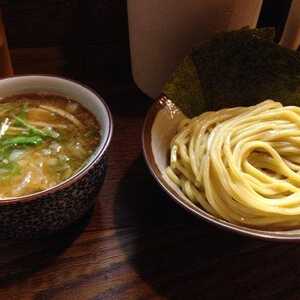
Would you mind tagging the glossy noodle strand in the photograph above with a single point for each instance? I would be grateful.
(242, 164)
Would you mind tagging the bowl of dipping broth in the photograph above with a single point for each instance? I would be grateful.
(54, 135)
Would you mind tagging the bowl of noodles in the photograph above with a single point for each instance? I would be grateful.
(238, 167)
(54, 135)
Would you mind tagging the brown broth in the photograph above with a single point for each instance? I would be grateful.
(44, 139)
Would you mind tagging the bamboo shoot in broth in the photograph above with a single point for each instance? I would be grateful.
(44, 140)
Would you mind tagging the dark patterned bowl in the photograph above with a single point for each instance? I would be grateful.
(53, 209)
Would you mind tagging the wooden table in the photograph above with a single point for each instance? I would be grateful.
(137, 243)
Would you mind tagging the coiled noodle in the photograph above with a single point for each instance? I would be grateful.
(242, 164)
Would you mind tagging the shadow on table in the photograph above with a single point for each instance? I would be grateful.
(19, 259)
(182, 257)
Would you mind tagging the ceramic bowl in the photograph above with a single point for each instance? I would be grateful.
(53, 209)
(160, 126)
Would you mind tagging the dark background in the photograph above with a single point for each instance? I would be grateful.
(89, 37)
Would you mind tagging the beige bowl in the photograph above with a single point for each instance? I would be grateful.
(159, 128)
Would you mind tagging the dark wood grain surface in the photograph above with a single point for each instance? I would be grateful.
(137, 243)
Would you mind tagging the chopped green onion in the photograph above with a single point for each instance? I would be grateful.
(22, 140)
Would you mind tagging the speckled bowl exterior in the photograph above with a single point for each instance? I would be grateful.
(48, 211)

# TASK DESCRIPTION
Lay out all of the items above as a numbered list with no blank lines, and leave the pictures out.

# THE RESPONSE
1. Would you mind tagging the glossy noodle strand in the photograph above with a single point for each instance? I would be grateful.
2. (242, 164)
3. Would you mind tagging the bowl of dipping broth in the photograph above with a single point for each instance? I would be grateful.
4. (54, 135)
5. Would you mind tagging the bowl of noodles in the photograph above with a single point for each instance? I would be grateful.
6. (238, 167)
7. (54, 135)
8. Would you mind tagging the brown broth in the photograph above with a single point for each instance? I would be grateful.
9. (44, 139)
10. Would you mind tagging the bamboo shoot in broth in the photograph above with a single point for each instance? I would be grateful.
11. (44, 140)
12. Would you mind tagging the dark patterned bowl in the photograph above with a single point for each instance? I would be grateful.
13. (53, 209)
14. Would you mind tagging the wooden table in the photograph above with a single point for each instance? I would be grateful.
15. (137, 243)
16. Would you mind tagging the coiled noodle in the photograph above with a single point for each instance? I would be grateful.
17. (242, 164)
18. Would you mind tagging the shadow on table in the photograph above with a single point for each instance? I would be grateful.
19. (19, 259)
20. (182, 257)
21. Would you mind tagging the ceramic bowl in the photograph above with a single point for each instance? I would be grateful.
22. (53, 209)
23. (160, 126)
24. Would you mind tagging the dark background in the photograph above with a single point for each instance? I would be grateful.
25. (89, 37)
26. Would you mind tagging the beige bowl in the photograph above with a single point for each instance? I would be grateful.
27. (159, 128)
28. Would you mind tagging the dark wood grain surface in the photograph above with a single point for each instance? I would be grateful.
29. (137, 243)
30. Would you mind tagging the chopped green onion in the photograph above with a single point for each instance? I would be grateful.
31. (22, 140)
32. Would you mind tagging the speckled bowl exterior in the photograph above with a single point for each instance? I would be grateful.
33. (48, 211)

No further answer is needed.